#### Task statement
Write the next part of the court opinion excerpt below about the insurance agency's alleged failure to order an umbrella policy, picking up after its final sentence.

** Begin Source excerpt **

Appellant contends that the sole issue before the jury in determining the issue of its negligence in failing to order the additional protection of a million dollar umbrella policy was whether the umbrella policy was ordered or rejected and that the trial court erred in allowing appellees to introduce irrelevant and prejudicial evidence of other transactions and events. We will list the various disputed items 2 with a brief review of the evidence taken most favorable to appellees, the prevailing party.

Jon Cochran, president and owner of Cochran, Inc., testified that he ordered the umbrella policy. Dale Yeoman, agent for the Black Hills Agency, testified that he tried to sell Cochran the umbrella policy but he refused to purchase it. The conversations with respect to Cochran’s application for insurance covered several items of insurance applicable to the operation of Cochran’s Oldsmobile — Cadillac dealership in Rapid City, South Dakota. October 1, 1970 was the expiration date for existing coverage which had previously been obtained through another insurance agency, and the conversations took place around that date.

Disputed items admitted: (1) evidence that none of the policies ordered by Cochran October 1, 1970 were received until after the accident of August 7, 1971 (Cochran testified he was not aware that he did not have the umbrella coverage until so advised by Yeoman after the accident); (2) evidence that at that time Cochran ordered “contents coverage of $87,000,” but ultimately only three policies were delivered after the accident, which covered accounts receivable, garage keepers liability of $250,000, and fire and extended coverage on two buildings and new cars (the policies did not include “contents coverage”); (3) lack of proper signatures on some of the policies delivered; (4) problems with double coverage on new cars; (5) insurance that was written and not requested by Cochran, i. e., Agent Yeoman issued a binder on “Garagekeepers Legal Blanket Bond” but conceded that there was no request for the same; (6) fire insurance, although requested by Cochran, was not included in the original binder by Agent Yeoman although it was supplied in the policies delivered in August, 1971; (7) all matters handled by Richard Maguire, president of appellant, which took place during the latter part of 1971 and 1972, including (8) an error in billing Cochran, Inc. for umbrella coverage which it is claimed was not ordered by Cochran until 1972. Appellees offered in evidence an invoice billing Cochran, Inc. for “catastrophe liability,” $1,000,000 limit, for the period October 1, 1971 — 1972.

** End Source excerpt **
** Begin Records shown **

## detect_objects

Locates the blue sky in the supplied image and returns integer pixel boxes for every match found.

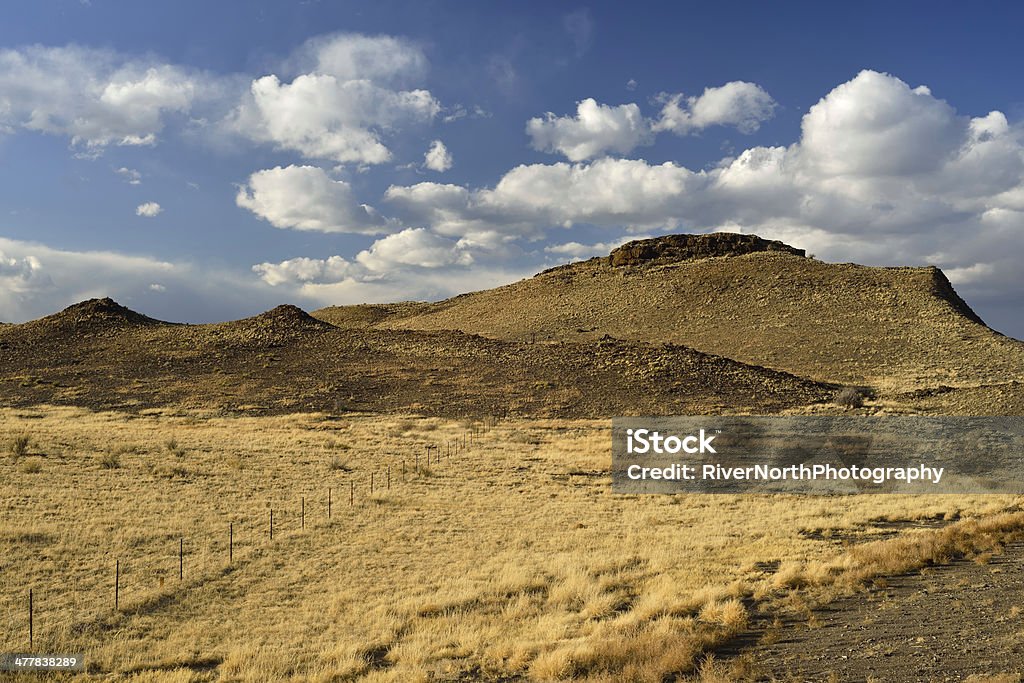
[0,0,1024,337]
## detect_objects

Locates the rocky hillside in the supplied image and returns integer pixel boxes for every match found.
[0,301,836,418]
[323,234,1024,391]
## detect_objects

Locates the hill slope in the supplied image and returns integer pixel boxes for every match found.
[0,302,835,418]
[313,236,1024,391]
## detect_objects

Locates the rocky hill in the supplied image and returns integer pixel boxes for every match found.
[0,302,836,418]
[0,234,1024,418]
[313,234,1024,391]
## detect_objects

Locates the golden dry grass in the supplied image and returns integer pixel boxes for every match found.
[0,408,1019,681]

** End Records shown **

#### Written answer
The trial court in general admitted the foregoing disputed evidence on the theory that it was admissible for the purpose of showing a pattern of continuous neglect in the handling of Cochran’s insurance account. The trial court necessarily has considerable discretion in *1314 ruling on the admissibility of evidence. It must weigh the probative value as opposed to the prejudice created. General Dynamics Corp. v. Selb Mfg. Co., 481 F.2d 1204, 1217 (8th Cir. 1973); General Ins. Co. of America v. Hercules Constr. Co., 385 F.2d 13, 24 (8th Cir. 1967).

We are satisfied the trial court did not abuse its discretion in admitting the disputed testimony. Agent Yeoman testified that he tried to sell Cochran the umbrella protection along with many other items of insurance but Cochran specifically refused to purchase this item. Agent Yeoman produced a copy of a list of various insurance items that he used, in ordering Cochran’s insurance. He testified he placed a “No” after three items, including umbrella protection, which Cochran refused to purchase. The list was admitted into evidence as an exhibit.

It is our view that under these circumstances Cochran was entitled to show the entire transaction with Yeoman. The evidence revealed several agent errors in the ordering of the various items of insurance, the placing of binders, and the ultimate coverage furnished. This was relevant to the issue of Yeoman’s credibility. The late delivery of the policies after the accident is relevant to Cochran’s claim that he was unaware of the lack of umbrella coverage prior to the accident.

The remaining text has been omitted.